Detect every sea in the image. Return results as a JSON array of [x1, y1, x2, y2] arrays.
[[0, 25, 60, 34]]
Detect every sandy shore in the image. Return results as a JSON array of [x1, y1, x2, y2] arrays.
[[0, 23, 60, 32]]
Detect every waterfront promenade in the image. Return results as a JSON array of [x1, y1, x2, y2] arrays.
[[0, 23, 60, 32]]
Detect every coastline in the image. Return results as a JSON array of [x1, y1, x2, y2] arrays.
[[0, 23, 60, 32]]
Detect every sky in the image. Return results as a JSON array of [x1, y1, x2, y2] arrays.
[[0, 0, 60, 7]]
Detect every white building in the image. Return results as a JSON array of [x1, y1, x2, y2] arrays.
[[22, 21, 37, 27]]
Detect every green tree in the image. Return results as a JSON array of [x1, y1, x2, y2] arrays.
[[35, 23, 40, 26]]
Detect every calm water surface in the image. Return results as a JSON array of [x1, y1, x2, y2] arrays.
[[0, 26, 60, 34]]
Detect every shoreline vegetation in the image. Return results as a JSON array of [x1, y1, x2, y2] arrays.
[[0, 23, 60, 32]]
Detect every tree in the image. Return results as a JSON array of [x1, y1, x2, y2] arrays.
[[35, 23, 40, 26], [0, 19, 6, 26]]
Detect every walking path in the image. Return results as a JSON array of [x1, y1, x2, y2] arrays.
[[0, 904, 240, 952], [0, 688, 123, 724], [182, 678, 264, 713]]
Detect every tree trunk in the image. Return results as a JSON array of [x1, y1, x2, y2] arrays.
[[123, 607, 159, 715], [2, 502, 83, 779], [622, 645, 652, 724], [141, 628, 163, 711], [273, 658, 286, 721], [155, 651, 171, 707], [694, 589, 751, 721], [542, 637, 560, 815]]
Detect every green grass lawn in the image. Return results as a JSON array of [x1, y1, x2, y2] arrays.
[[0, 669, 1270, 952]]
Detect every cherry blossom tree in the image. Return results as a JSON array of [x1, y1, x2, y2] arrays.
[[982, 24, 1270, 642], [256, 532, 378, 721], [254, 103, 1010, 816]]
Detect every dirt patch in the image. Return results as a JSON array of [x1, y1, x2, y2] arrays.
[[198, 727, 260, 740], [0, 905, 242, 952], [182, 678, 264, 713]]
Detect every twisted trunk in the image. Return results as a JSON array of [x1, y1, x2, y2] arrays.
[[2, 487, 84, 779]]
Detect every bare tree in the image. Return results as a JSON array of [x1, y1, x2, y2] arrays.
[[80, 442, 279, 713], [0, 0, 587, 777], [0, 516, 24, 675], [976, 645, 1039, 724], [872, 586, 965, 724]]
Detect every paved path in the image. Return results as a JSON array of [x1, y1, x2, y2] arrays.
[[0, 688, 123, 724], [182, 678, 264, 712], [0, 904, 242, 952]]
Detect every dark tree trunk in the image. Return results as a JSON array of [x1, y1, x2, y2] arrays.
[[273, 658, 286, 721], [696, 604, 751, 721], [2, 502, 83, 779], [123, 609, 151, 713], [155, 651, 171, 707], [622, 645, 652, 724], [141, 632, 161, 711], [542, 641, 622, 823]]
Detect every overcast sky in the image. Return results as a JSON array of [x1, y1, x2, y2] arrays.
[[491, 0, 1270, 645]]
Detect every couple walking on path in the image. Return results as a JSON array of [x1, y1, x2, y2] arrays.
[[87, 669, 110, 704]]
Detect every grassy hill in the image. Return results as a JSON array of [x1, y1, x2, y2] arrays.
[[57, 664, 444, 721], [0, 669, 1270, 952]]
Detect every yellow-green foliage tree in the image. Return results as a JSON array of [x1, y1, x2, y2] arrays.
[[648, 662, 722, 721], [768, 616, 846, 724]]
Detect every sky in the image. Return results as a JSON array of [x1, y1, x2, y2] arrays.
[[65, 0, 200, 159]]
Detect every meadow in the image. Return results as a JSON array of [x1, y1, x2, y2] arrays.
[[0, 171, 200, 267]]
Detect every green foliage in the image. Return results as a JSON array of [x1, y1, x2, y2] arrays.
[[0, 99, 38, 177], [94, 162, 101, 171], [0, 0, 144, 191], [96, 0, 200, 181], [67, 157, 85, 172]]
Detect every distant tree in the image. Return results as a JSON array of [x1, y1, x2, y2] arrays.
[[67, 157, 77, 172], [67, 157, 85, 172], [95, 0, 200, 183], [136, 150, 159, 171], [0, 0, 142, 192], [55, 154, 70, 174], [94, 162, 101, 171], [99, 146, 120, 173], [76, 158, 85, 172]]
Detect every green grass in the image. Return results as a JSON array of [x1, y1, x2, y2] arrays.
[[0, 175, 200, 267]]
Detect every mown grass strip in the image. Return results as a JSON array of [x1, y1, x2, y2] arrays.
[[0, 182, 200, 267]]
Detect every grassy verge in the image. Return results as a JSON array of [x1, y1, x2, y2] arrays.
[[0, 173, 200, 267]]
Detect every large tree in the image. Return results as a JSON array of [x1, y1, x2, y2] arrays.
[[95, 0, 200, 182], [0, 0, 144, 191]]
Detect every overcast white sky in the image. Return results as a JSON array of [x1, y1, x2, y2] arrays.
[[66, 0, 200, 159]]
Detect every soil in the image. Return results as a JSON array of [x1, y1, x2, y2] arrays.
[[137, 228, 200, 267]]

*-*-*

What to work on:
Turn the lines above into a numbered list, starting at the very first line of the items and ending at the line that contains "[[0, 669, 1270, 952]]", with both of those lines included. Leave out any blank lines.

Worked answer:
1. Detect every sea in the image. Return results as a JSON array of [x1, y1, x2, y2] arrays.
2. [[0, 25, 60, 34]]
3. Detect every sandy shore in the image. Return results as a JSON array of [x1, y1, x2, y2] arrays.
4. [[0, 23, 60, 32]]
5. Detect every waterfront promenade in the image. Return results as a JSON array of [x1, y1, x2, y2] arrays.
6. [[0, 23, 60, 32]]
7. Detect every coastline in the image. Return results as a JSON array of [x1, y1, x2, y2] arrays.
8. [[0, 23, 60, 32]]
9. Detect every sky in the image. Return results as a JSON array of [x1, y1, x2, y2] arrays.
10. [[0, 0, 60, 7]]
11. Detect every white building in the image. Return results as a JSON array of [x1, y1, x2, y2] arrays.
12. [[22, 21, 37, 27]]
13. Detect every green tree in the image. Return results as a JSON array of [x1, y1, x2, y2] arrays.
14. [[35, 23, 40, 26]]
15. Detect every calm water surface in the image. Return results as a JSON array of [x1, y1, x2, y2] arrays.
16. [[0, 26, 60, 34]]
17. Detect every shoreline vegetation in the image. Return results as a JSON array of [x1, y1, x2, y2] arrays.
18. [[0, 23, 60, 32]]
19. Detect every tree in the image. Return results as a JSON array of [x1, y1, x2, y2] arrays.
20. [[35, 23, 40, 26], [0, 19, 6, 26]]
21. Detect every walking path in the image. Return results as a JSON array of [x1, y1, x2, y2] arrays.
22. [[0, 904, 240, 952], [0, 688, 123, 724], [182, 678, 264, 713]]
23. Detect every tree trunk in the image. Return results as a JSON array of [x1, y1, x2, y2] arrays.
24. [[123, 607, 159, 715], [2, 502, 83, 779], [622, 645, 652, 724], [141, 628, 163, 711], [273, 658, 286, 721], [155, 651, 171, 707], [694, 589, 751, 721], [542, 637, 560, 815]]
25. Detect every green grass lawn in the image. Return results as a JSON array of [x1, y1, x2, y2] arrays.
26. [[0, 669, 1270, 952]]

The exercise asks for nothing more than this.